=== JOB ===
Count the lines of the material below that contain the word "window" and reply with that number alone.

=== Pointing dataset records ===
+++

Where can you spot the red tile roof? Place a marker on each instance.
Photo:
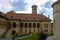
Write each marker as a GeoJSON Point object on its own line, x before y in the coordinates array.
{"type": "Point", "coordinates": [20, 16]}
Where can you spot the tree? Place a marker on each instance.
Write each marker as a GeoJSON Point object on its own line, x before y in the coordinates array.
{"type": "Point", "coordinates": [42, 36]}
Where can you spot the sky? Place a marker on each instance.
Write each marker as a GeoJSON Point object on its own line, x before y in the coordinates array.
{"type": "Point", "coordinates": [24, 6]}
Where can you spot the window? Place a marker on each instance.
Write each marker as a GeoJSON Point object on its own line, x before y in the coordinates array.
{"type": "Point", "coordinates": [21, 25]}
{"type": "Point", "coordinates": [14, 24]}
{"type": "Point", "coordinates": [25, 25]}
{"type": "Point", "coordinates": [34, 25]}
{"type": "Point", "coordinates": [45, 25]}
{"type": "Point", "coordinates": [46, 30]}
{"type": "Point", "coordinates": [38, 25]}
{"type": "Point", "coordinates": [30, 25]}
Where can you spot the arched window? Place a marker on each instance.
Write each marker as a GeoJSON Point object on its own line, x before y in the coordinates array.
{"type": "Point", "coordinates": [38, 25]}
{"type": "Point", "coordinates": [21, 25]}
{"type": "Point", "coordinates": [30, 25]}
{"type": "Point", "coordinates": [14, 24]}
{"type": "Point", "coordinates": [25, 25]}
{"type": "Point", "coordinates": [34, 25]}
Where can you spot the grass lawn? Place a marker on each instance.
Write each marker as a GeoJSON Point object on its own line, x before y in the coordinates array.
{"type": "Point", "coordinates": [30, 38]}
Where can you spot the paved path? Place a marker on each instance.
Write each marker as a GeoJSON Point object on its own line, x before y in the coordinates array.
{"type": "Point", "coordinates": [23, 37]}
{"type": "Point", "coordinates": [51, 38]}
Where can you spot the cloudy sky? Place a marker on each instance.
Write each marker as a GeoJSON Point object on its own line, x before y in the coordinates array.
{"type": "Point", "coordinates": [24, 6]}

+++

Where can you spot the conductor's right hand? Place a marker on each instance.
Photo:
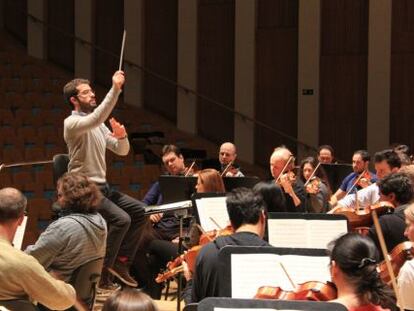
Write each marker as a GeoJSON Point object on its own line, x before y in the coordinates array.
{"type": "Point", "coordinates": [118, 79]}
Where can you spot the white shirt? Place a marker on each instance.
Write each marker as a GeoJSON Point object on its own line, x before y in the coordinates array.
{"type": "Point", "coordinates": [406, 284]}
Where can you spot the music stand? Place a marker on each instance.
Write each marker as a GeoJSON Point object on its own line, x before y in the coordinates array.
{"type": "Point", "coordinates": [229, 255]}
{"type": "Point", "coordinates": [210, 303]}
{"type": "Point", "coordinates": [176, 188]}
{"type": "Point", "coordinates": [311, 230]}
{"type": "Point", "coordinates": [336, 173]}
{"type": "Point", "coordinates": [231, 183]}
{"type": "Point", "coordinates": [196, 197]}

+++

=== WRITTEN RESPONSE ===
2